§ **Text excerpt**:
TRACI DEVETTE GRIGGS:  In January, an abortionist challenged a lawsuit challenging five of North Carolina’s most effective pro-life laws.  Before the merits of that case can be heard, however, a motion seeking to allow legislative leaders to intervene in defense of the laws that they passed must be resolved.  Well, our friends at Alliance Defending Freedom are assisting Senate Leader Phil Berger and House Leader Tim Moore with that case, and we’re joined by ADF Legal Counsel Erica Steinmiller-Perdomo, who is working on the case with them.

Erica, welcome to Family Policy Matters.   

ERICA STEINMILLER-PERDOMO:  Thank you so much for having me.

TRACI DEVETTE GRIGGS:  All right.  So talk about this motion.  It doesn’t actually address the legality of the pro-life laws at first, right, more of a procedural request? 

ERICA STEINMILLER-PERDOMO:  That’s right.  So ADF attorneys represent the legislative leaders.  That is, as you mentioned, the president pro tem of the Senate, Phil Berger, and the Speaker of the North Carolina House of Representatives, Tim Moore.  They represent the interests of the state in seeking to defend North Carolina’s laws.

Now, this lawsuit that was filed in North Carolina by an abortion doctor, the primary named Defendant in the case is the attorney general of North Carolina, Joshua Stein.  He’s already come out and said that he will not defend North Carolina’s pro-life laws.  In fact, he agrees with the Plaintiff’s position in the case that North Carolina’s laws are somehow preempted by FDA regulations.  So we’re representing the legislative leaders and hoping to intervene in this case so that the important interests of North Carolina’s legislative leaders and the North Carolina General Assembly can be heard.

TRACI DEVETTE GRIGGS:  So this kind of procedural question isn’t new to North Carolina, is it?

ERICA STEINMILLER-PERDOMO:  No, that’s right.  There was actually a prior case where these same legislative leaders sought to intervene in a case that was a challenge to North Carolina’s voter ID laws.  That case worked its way all the way up to the Supreme Court, and the Supreme Court, in fact, held that the legislative leaders are entitled to intervene in North Carolina’s state interest in cases like this where the state interests are not being adequately represented by the parties who are being sued.

TRACI DEVETTE GRIGGS:  I’ve heard people say, Josh Stein, do your job.  Is he not doing his job, or is he within his rights to take this stand as our attorney general? 

ERICA STEINMILLER-PERDOMO:  Certainly, the people tasked with leading the state should be coming to the defense of the laws that are enacted in the state at the request of the people.  So Attorney General Stein has come out on Twitter saying that he will protect so-called reproductive rights, and that’s exactly why it’s important that the people of the State of North Carolina, who are acting through their elected representatives, it is them who have the power to enact pro-life laws in the state, to enact protections for women and girls from dangers of chemical abortion drugs, for example, and it’s also within the state’s authority to protect the integrity of the medical profession.  So, certainly, the state’s leaders should be coming to the defense of those laws.

Collected data entries:
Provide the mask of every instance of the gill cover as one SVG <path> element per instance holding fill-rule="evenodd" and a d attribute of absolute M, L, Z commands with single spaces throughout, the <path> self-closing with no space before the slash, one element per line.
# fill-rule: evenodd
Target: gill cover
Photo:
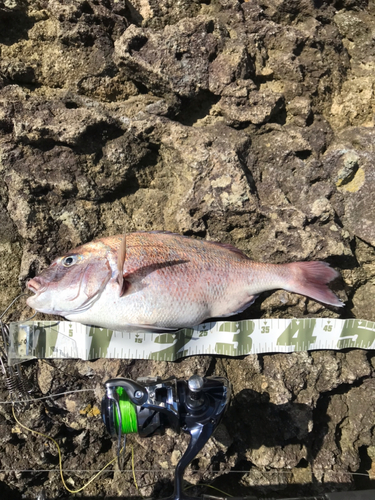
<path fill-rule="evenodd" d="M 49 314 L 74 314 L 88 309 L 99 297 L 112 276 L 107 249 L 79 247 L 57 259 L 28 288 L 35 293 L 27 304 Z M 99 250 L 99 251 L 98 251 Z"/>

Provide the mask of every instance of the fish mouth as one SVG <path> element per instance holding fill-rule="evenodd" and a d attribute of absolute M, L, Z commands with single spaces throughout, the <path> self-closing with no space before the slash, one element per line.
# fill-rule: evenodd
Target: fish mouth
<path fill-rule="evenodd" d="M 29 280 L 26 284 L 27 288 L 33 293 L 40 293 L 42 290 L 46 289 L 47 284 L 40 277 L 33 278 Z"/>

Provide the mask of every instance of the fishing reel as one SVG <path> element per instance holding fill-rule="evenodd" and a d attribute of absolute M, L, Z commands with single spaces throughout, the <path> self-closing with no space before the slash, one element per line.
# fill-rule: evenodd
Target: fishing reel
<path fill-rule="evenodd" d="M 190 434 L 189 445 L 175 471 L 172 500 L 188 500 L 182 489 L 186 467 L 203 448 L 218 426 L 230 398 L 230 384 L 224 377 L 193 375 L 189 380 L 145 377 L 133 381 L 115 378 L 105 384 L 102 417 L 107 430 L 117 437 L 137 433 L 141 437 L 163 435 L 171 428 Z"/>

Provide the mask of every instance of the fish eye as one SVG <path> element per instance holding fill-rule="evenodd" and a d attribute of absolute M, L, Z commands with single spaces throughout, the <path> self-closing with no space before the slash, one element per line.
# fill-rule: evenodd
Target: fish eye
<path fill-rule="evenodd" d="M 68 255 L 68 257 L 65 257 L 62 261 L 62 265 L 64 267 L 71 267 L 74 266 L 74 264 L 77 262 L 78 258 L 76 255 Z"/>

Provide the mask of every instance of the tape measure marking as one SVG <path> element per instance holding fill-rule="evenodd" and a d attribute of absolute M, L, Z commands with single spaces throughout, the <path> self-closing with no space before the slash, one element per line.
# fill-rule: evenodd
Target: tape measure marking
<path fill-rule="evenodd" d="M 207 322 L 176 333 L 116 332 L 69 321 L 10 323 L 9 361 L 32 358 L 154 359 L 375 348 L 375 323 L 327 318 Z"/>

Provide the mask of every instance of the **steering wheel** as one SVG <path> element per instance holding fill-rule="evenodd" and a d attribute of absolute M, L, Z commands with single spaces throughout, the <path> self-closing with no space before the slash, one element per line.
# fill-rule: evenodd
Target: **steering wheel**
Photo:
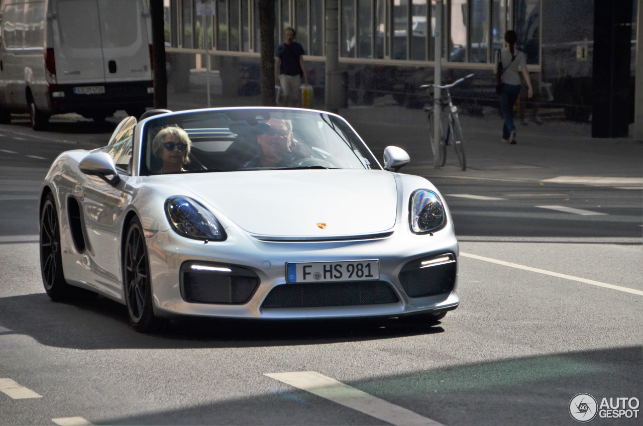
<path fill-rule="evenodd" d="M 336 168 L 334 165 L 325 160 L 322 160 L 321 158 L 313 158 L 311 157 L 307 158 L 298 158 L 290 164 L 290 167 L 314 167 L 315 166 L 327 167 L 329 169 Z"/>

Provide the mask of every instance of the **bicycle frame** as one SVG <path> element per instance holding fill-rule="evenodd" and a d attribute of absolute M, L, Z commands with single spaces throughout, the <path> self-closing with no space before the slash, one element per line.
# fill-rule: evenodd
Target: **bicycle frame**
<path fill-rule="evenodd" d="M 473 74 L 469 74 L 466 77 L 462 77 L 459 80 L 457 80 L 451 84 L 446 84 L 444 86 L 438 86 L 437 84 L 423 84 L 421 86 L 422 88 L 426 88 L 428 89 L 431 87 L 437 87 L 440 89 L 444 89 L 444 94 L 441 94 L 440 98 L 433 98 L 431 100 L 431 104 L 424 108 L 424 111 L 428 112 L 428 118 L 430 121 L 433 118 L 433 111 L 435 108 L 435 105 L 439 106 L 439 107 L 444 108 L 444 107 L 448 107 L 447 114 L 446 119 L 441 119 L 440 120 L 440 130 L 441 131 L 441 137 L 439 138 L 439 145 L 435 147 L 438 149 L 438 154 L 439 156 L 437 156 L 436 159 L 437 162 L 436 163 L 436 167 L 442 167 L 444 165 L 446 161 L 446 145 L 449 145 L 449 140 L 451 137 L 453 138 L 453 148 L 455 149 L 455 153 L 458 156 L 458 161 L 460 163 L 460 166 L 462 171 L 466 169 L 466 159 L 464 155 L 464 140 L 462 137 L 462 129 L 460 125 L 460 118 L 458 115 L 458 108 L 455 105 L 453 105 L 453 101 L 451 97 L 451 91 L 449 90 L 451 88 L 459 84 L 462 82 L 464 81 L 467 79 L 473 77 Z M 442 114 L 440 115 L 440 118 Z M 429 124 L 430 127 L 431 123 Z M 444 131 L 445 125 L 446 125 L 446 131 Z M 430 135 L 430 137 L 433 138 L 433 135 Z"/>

§ **What you will do**: According to the interview about North Carolina's pro-life laws, who is the primary named Defendant in the lawsuit filed by the abortion doctor?

§ **Written answer**: Joshua Stein, the attorney general of North Carolina.